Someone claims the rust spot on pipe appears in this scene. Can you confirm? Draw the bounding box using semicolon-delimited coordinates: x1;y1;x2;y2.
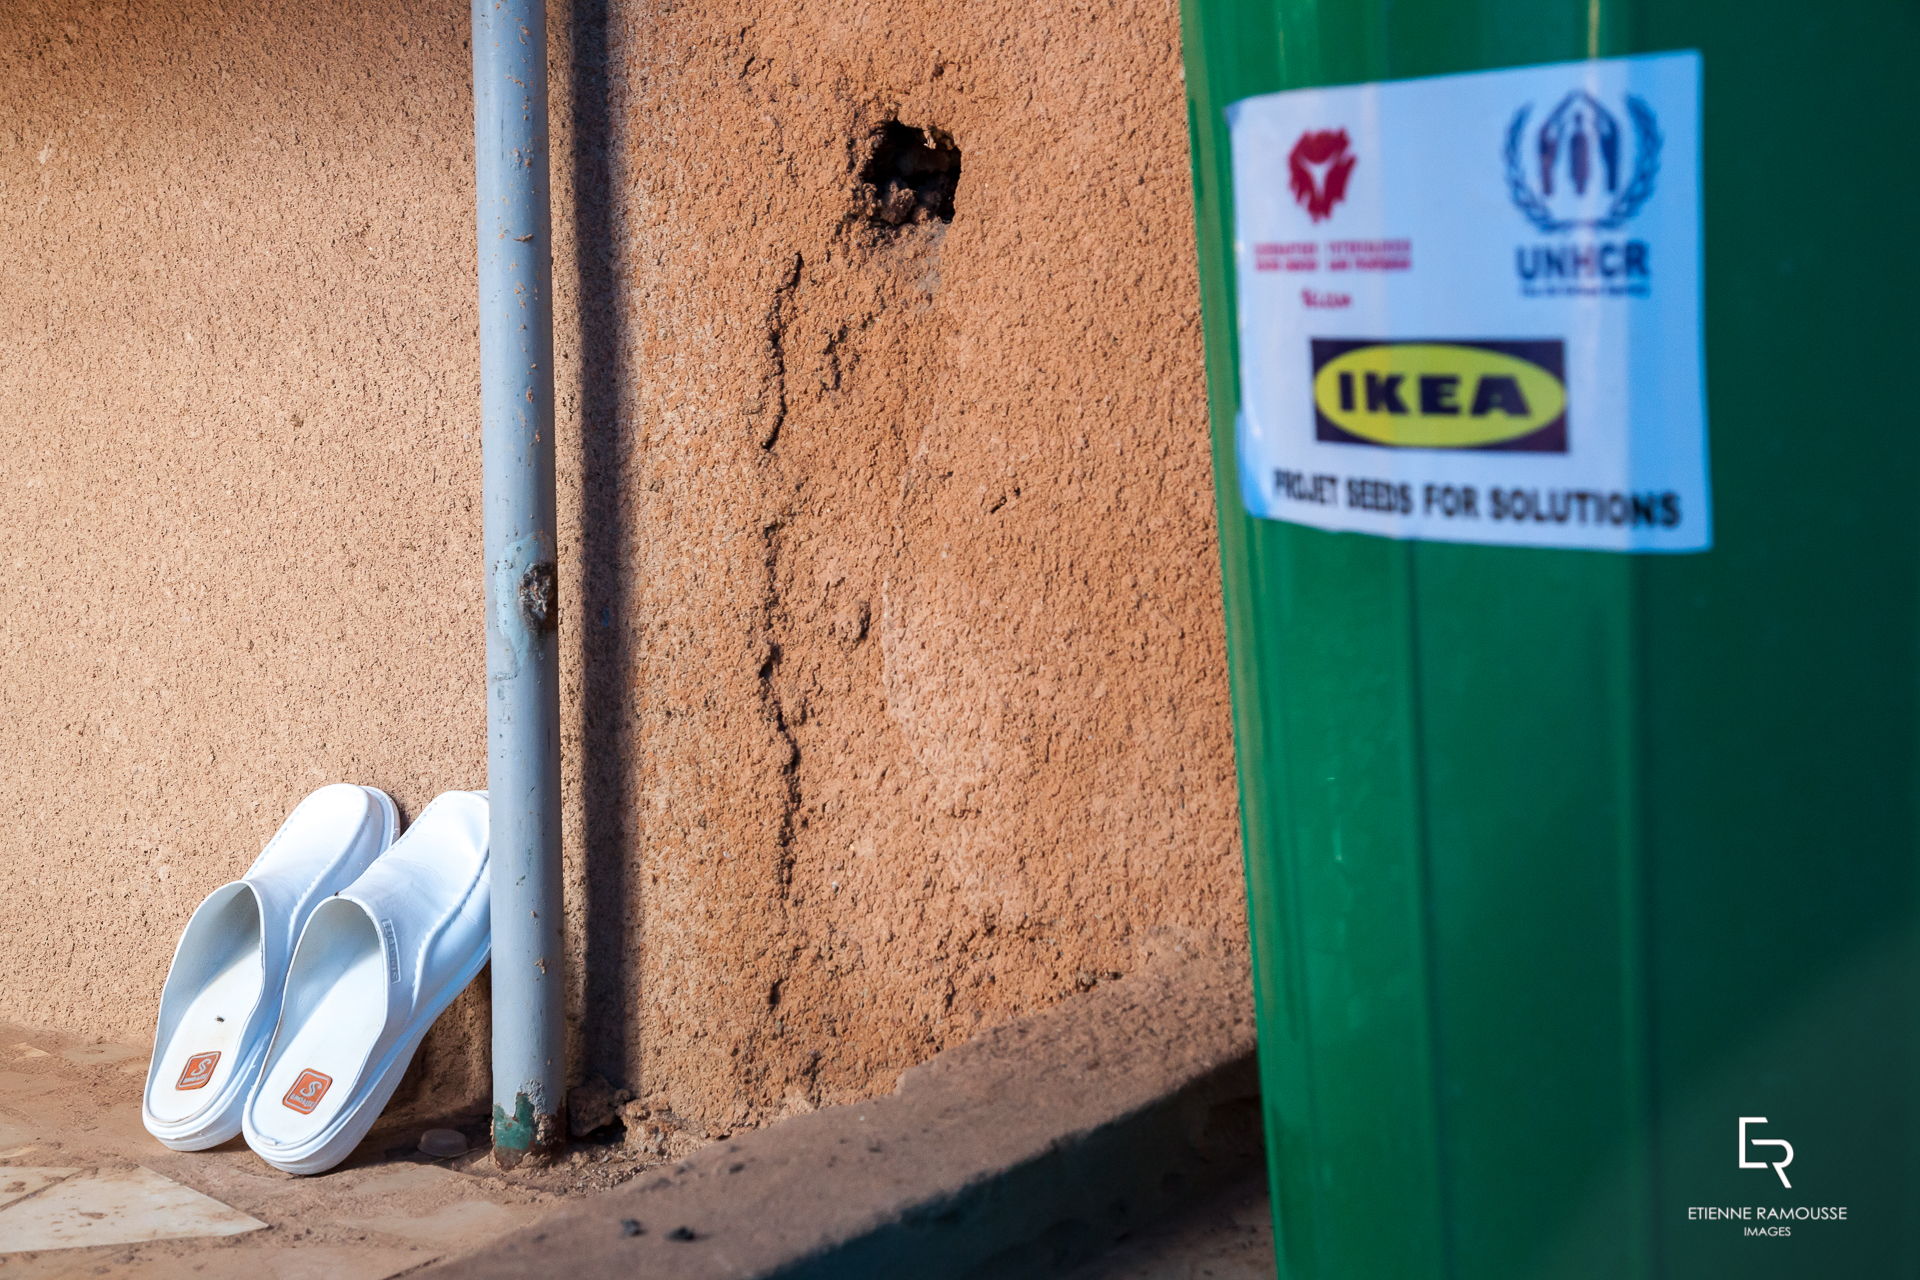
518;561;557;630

---

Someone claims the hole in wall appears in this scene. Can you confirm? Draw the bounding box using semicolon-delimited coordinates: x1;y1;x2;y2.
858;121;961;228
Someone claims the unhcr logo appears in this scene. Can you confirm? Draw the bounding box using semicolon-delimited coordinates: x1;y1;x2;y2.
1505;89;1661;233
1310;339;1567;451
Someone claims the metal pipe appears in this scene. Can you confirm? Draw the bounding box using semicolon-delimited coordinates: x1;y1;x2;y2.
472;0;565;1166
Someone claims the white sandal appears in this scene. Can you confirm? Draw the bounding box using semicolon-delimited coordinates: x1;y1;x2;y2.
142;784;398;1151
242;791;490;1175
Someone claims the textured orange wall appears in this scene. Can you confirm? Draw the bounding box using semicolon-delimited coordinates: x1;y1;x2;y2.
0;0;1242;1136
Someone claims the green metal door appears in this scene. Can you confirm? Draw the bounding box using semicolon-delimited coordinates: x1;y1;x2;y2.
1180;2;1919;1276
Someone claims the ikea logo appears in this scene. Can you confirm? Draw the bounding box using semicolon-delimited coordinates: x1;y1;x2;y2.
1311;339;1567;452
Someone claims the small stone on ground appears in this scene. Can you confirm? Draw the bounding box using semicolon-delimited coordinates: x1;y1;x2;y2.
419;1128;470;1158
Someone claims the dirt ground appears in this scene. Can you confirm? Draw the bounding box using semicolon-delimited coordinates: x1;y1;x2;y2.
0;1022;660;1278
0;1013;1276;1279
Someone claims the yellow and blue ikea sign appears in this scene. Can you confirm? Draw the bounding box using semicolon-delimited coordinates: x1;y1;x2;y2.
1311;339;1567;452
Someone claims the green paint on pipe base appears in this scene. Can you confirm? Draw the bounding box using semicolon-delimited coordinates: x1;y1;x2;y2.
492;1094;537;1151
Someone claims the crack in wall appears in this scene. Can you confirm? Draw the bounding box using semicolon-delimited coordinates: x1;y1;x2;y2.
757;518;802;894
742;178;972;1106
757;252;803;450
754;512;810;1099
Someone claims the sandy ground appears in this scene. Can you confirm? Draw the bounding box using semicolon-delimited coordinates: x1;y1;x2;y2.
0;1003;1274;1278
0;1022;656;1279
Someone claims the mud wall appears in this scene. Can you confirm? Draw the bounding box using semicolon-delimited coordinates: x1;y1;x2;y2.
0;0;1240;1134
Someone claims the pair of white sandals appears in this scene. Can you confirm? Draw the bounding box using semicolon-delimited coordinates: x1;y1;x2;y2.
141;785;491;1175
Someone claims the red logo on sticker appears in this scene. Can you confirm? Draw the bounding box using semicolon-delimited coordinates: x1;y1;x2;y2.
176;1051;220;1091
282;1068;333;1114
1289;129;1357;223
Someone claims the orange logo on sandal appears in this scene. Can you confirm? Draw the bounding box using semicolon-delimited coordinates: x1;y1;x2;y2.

Task requirements ->
When you reach the line in the material above that holds "Someone claims the crack", begin reproducing lines exactly, and stop after the line that holds "Someone claims the orange".

Response to the task ->
Someone claims the crack in wall appears in this scene. Can you confirm? Draw the bounding box using semicolon-delimited coordinates: x1;y1;x2;y2.
757;518;802;894
742;178;972;1106
757;252;803;450
754;512;810;1099
Someone claims the sandy ground appears in this scene. Can you confirm? Draw the bounding box using semicolon-delimited coordinates: x1;y1;x2;y2.
0;1003;1274;1278
0;1022;656;1279
Someone claims the mud wall appears in this scene. Can you confirm? Draw the bounding box using semicolon-delimited coordinates: x1;y1;x2;y2.
0;0;1240;1134
Someone claims the pair of white sandals appears in this scene. Can you confirm? Draw the bounding box using semicolon-delimited coordinates: x1;y1;x2;y2.
141;785;491;1175
Someone claims the red logo on sticker appears in this scene. Can you confirm? Draw the bounding box using semicolon-delimited coordinates: x1;y1;x2;y2.
176;1051;220;1091
282;1068;333;1114
1289;129;1357;223
Someone claims the orange logo on sandal appears in this scene. Can you confirm? Draw the bounding box using semicolon-delimited coordinates: x1;y1;x2;y2.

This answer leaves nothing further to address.